◆ Problem details
Rewrite all of the entries below as one numbered list, with one line per number, and leave out any blank lines.

◆ Material
--- --- ---
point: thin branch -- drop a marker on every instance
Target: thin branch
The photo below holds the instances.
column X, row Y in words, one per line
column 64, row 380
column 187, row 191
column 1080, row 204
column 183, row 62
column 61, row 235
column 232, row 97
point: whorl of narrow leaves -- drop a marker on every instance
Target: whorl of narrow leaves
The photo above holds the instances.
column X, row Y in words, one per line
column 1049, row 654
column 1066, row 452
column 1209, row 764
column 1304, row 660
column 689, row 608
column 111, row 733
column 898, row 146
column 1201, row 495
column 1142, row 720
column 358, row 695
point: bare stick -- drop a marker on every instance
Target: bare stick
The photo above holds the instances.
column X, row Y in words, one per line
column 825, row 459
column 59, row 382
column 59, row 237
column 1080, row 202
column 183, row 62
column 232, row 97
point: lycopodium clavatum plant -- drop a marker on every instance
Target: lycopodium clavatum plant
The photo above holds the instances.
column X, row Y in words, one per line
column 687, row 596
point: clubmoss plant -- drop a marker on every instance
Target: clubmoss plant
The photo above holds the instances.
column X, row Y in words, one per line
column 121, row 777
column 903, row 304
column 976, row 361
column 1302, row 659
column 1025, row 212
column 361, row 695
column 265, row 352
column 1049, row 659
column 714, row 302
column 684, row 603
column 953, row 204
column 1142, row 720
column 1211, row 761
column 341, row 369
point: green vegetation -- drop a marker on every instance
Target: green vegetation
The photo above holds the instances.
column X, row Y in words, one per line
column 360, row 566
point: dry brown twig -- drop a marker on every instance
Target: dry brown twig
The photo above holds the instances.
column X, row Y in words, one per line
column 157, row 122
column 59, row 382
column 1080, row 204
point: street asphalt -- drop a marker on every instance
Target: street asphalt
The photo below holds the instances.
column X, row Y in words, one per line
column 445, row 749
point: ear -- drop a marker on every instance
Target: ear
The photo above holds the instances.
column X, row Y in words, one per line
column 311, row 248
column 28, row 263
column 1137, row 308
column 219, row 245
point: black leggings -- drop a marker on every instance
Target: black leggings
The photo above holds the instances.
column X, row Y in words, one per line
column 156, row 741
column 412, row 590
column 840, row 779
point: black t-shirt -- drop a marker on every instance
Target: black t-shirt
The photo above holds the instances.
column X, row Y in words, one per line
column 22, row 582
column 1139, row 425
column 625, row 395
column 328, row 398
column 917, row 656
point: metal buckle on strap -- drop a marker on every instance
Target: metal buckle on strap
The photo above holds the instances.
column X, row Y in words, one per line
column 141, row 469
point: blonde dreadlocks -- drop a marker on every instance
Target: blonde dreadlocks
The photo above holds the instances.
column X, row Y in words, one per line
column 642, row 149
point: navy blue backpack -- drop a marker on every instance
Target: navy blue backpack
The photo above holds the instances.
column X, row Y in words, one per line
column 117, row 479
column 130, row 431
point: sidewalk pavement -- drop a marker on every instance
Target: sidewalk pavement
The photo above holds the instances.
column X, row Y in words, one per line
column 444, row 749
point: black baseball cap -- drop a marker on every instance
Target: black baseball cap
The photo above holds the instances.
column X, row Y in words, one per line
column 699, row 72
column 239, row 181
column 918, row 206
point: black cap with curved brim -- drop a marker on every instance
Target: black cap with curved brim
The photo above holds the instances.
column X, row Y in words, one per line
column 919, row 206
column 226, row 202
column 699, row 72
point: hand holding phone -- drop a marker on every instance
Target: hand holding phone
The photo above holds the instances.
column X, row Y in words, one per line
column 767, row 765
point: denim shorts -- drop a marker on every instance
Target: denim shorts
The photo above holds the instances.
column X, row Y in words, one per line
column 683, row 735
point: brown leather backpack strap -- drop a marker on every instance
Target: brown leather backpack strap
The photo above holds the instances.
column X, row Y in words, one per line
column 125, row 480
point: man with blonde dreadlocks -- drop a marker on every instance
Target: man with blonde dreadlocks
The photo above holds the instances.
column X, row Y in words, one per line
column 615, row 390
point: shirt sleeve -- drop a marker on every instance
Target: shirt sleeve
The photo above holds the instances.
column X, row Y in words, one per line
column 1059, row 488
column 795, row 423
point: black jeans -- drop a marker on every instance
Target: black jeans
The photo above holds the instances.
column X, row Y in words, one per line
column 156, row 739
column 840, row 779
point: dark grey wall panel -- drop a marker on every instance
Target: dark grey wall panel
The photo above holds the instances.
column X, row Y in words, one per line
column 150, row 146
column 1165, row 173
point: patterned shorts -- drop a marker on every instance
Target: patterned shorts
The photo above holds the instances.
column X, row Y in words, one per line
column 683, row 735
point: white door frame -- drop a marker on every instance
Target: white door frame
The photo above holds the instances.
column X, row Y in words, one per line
--- --- ---
◆ The answer
1. point: thin branch -- drop a marker on every instance
2. Target: thin branch
3. The photo below holds the instances.
4. column X, row Y in words, one per line
5. column 64, row 380
6. column 187, row 191
7. column 1080, row 204
8. column 183, row 62
9. column 61, row 235
10. column 232, row 97
11. point: whorl of narrow leaves -- drop a marker on every instance
12. Target: whorl of narrow leaves
13. The photo above holds the instances.
14. column X, row Y in words, one per line
15. column 1049, row 654
16. column 1066, row 452
17. column 1209, row 764
18. column 1304, row 660
19. column 689, row 608
20. column 111, row 733
21. column 898, row 146
22. column 1201, row 495
23. column 1142, row 720
24. column 358, row 695
25. point: bare stick -- drop a marker on every instance
26. Target: bare stick
27. The photo above holds the instances.
28. column X, row Y in words, one per line
29. column 825, row 459
30. column 59, row 382
31. column 59, row 237
32. column 1080, row 202
33. column 183, row 62
34. column 232, row 97
35. point: lycopodium clavatum plant -- drop a marker on every instance
36. Target: lycopodium clavatum plant
37. The photo above holds the instances.
38. column X, row Y in words, one per line
39. column 687, row 596
40. point: clubmoss plant -- drop a marker on every instance
41. Target: clubmoss plant
42. The photo above holds the instances.
43. column X, row Y in words, one per line
44. column 121, row 777
45. column 903, row 304
46. column 976, row 361
47. column 1302, row 659
48. column 1025, row 212
49. column 361, row 695
50. column 265, row 352
51. column 1049, row 659
52. column 714, row 302
53. column 684, row 603
54. column 953, row 204
55. column 1142, row 720
56. column 1211, row 761
57. column 341, row 369
58. point: green vegetation -- drop a marker on every instance
59. Target: green vegetation
60. The photo above holds the instances.
61. column X, row Y in words, one per line
62. column 360, row 566
63. point: dry brown twig -- drop a marker on every instance
64. Target: dry brown twig
65. The photo above holds the instances.
66. column X, row Y in words, one per line
67. column 157, row 122
68. column 59, row 382
69. column 1080, row 204
70. point: street asphalt -- drop a marker on every instance
71. Target: street asphalt
72. The photo below holds the instances.
73. column X, row Y in words, one per line
74. column 445, row 749
75. point: ear -- drop a marker on every instance
76. Target: ear
77. The photo above holds the instances.
78. column X, row Y in words, one per line
79. column 311, row 248
80. column 28, row 263
81. column 1137, row 308
82. column 219, row 245
83. point: black leggings -- drop a marker on every instance
84. Target: black leggings
85. The photo above holds the instances.
86. column X, row Y in words, one per line
87. column 156, row 741
88. column 412, row 590
89. column 840, row 779
90. point: black t-shirt -- drop a marker on every instance
91. Target: black t-shirt
92. The photo above holds the instances.
93. column X, row Y in words, one per line
94. column 22, row 582
95. column 1139, row 425
96. column 625, row 395
97. column 328, row 398
98. column 917, row 656
99. point: metal buckle on strap -- drop a marker on every instance
100. Target: metal buckle on strap
101. The photo above holds the instances.
102. column X, row Y in words, one per line
103. column 141, row 469
104. point: blonde dreadlocks -- drop a marker on every instance
105. Target: blonde dreadlocks
106. The photo above holds the instances.
107. column X, row Y in words, one per line
108. column 642, row 149
109. point: navy blue backpack -- drop a marker on every instance
110. Target: navy blue backpack
111. The photo above holds the instances.
112. column X, row Y in words, one per line
113. column 117, row 479
114. column 130, row 431
115. point: sidewalk pavement -- drop a marker on every instance
116. Target: sidewalk pavement
117. The photo above holds the instances.
118. column X, row Y in words, one per line
119. column 444, row 749
120. point: black baseball cap -- drop a marker on every instance
121. Target: black baseball cap
122. The photo above holds the instances.
123. column X, row Y in words, one per line
124. column 699, row 72
125. column 239, row 181
126. column 918, row 206
127. point: black cap with curved brim -- drop a marker on every instance
128. Target: black cap with curved brim
129. The photo above holds the instances.
130. column X, row Y in words, one per line
131. column 919, row 206
132. column 226, row 202
133. column 699, row 72
134. point: hand holding phone -- drop a marker on every instance
135. Target: hand holding phone
136. The photo above holds the instances.
137. column X, row Y in words, one per line
138. column 767, row 765
139. point: denim shorts -- drop a marker on every instance
140. Target: denim shorts
141. The photo above holds the instances.
142. column X, row Y in words, one per line
143. column 683, row 735
144. point: brown leather backpack strap -- drop a marker on every instance
145. Target: brown leather backpack strap
146. The photo above holds the instances.
147. column X, row Y in words, one per line
148. column 125, row 480
149. point: man with blonde dreadlocks -- drop a marker on every instance
150. Target: man with blonde dreadlocks
151. The photo above holds the instances.
152. column X, row Y in words, one per line
153. column 615, row 390
154. point: shirt sleeve -- drop a marker on every instance
155. Target: shirt sleeve
156. The photo above holds the instances.
157. column X, row Y in words, one per line
158. column 1059, row 488
159. column 795, row 423
160. point: black jeans -- drop a marker on every instance
161. Target: black jeans
162. The photo above holds the instances.
163. column X, row Y in words, one per line
164. column 156, row 739
165. column 840, row 779
166. point: dark grey wall panel -- drop a marker on every instance
167. Target: dark grey wall panel
168. The photo above holds the instances.
169. column X, row Y in words, one per line
170. column 150, row 146
171. column 1165, row 173
172. point: patterned shorts -- drop a marker on every instance
173. Target: patterned shorts
174. The photo above holds the instances.
175. column X, row Y in words, one per line
176. column 683, row 735
177. point: white door frame -- drop a marker on every instance
178. Target: white door frame
179. The photo above holds the instances.
180. column X, row Y in words, one per line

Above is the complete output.